BEGIN EXCERPT PROVIDED

# Azure Cache for Redis Vector Database

This sample shows how to connect with an existing Redis Database with RediSearch installed, create embeddings with openAI,
create indexes, load the vectors to the Vector Database, and query the top k results

## Prequisites

Set up your Redis database that we will use for a Vector Database using Azure Cache [Azure Cache with Redis](https://learn.microsoft.com/en-us/azure/azure-cache-for-redis/quickstart-create-redis-enterprise)

1. On the Advanced page, select the Modules drop-down and select RediSearch. This will create your cache with the RediSearch module installed. You can also install the other modules if you’d like. 
2. In the Zone redundancy section, select Zone redundant (recommended). This will give your cache even greater availability.  
3. In the Non-TLS access only section select Enable. 
4. For Clustering Policy, select Enterprise. RediSearch is only supported using the Enterprise cluster policy.  
5. Select Review + create and finish creating your cache instance. 

- Install Python libraries using `pip install -r requirements.txt`
- Enter your Redis environment variables for REDIS_HOST, REDIS_PORT, REDIS_PASSWORD in example.env
- Enter your openAI environment variables in example.env

In [None]:
import json
import requests
import numpy as np
import pandas as pd
import openai
from dotenv import dotenv_values
from redis import Redis
from redis.commands.search.field import VectorField, TextField, TagField
from redis.commands.search.query import Query
from redis.commands.search.result import Result

### Load environment variables and keys

In [None]:
# specify the name of the .env file name 
env_name = "example.env"
config = dotenv_values(env_name)

redis_host = config['REDIS_HOST']
redis_port = config['REDIS_PORT']
redis_passwd = config['REDIS_PASSWORD']

openai_api_key = config['openai_api_key']
openai_api_base = config['openai_api_base']
openai_api_version = config['openai_api_version']
openai_deployment_embedding = config['openai_deployment_embedding']

ITEM_KEYWORD_EMBEDDING_FIELD='item_keyword_vector'

# We are using text-embedding-ada-002
embedding_length = 1536

### Establish a connection to the database

In [None]:
redis_conn = Redis(
  host=redis_host,
  port=redis_port,
  password=redis_passwd,
)
print('Connected to redis')

### Prep the data

In [None]:
df = pd.read_csv('../../Dataset/Reviews_small.csv')

In [None]:
df.head()

END EXCERPT PROVIDED
BEGIN MATERIAL SHOWN

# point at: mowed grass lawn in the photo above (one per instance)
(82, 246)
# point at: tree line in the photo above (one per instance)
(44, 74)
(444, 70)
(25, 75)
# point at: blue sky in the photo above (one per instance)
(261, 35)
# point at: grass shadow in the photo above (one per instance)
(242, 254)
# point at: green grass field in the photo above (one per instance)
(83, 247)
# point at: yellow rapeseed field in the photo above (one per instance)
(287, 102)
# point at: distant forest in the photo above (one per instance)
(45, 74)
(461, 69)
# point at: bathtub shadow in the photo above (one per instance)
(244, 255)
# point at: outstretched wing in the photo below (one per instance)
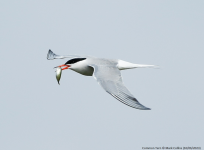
(51, 56)
(109, 77)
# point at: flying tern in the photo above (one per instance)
(106, 72)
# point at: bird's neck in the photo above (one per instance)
(122, 65)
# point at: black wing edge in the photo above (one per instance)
(51, 55)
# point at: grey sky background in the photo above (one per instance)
(38, 114)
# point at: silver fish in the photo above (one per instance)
(58, 73)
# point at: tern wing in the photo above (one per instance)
(51, 56)
(109, 77)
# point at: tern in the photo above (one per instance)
(106, 72)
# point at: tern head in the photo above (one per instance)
(71, 63)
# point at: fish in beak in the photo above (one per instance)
(59, 71)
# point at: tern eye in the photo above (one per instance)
(72, 61)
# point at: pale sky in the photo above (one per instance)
(38, 114)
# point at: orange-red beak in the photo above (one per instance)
(65, 66)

END MATERIAL SHOWN

| QUESTIONS |
[a] In the Azure Cache for Redis sample, which clustering policy must be selected for RediSearch to be supported?
[b] Retype the Azure Cache for Redis sample from "## Prequisites" up to and including "if you’d like.".
[c] Write what comes next in the Azure Cache for Redis sample, continuing from its last line.
This listing comes from a different source than the text.

| ANSWERS PER TASK |
[a] The Enterprise cluster policy.

[b]
## Prequisites

Set up your Redis database that we will use for a Vector Database using Azure Cache [Azure Cache with Redis](https://learn.microsoft.com/en-us/azure/azure-cache-for-redis/quickstart-create-redis-enterprise)

1. On the Advanced page, select the Modules drop-down and select RediSearch. This will create your cache with the RediSearch module installed. You can also install the other modules if you’d like.

[c]
In [None]:
NUMBER_PRODUCTS = len(df['Id'])

### Create content and generate embeddings using OpenAI text-embedding-ada-002

In [None]:
# We will combine productid, score, and text into a single field to run embeddings on
df['combined'] = 'productid: ' + df['ProductId'] + ' ' + 'score: ' + df['Score'].astype(str) + ' ' + 'text: ' + df['Text']
df['combined'].head()

In [None]:
openai.api_type = "azure"
openai.api_key = openai_api_key
openai.api_base = openai_api_base
openai.api_version = openai_api_version

def createEmbeddings(text):
    response = openai.Embedding.create(input=text , engine=openai_deployment_embedding)
    embeddings = response['data'][0]['embedding']
    return embeddings

df['embedding'] = None
# iterate over the dataframe and create embeddings for each row
for index, row in df.iterrows():
    df.at[index, 'embedding'] = createEmbeddings(row['combined'])
    
df.head()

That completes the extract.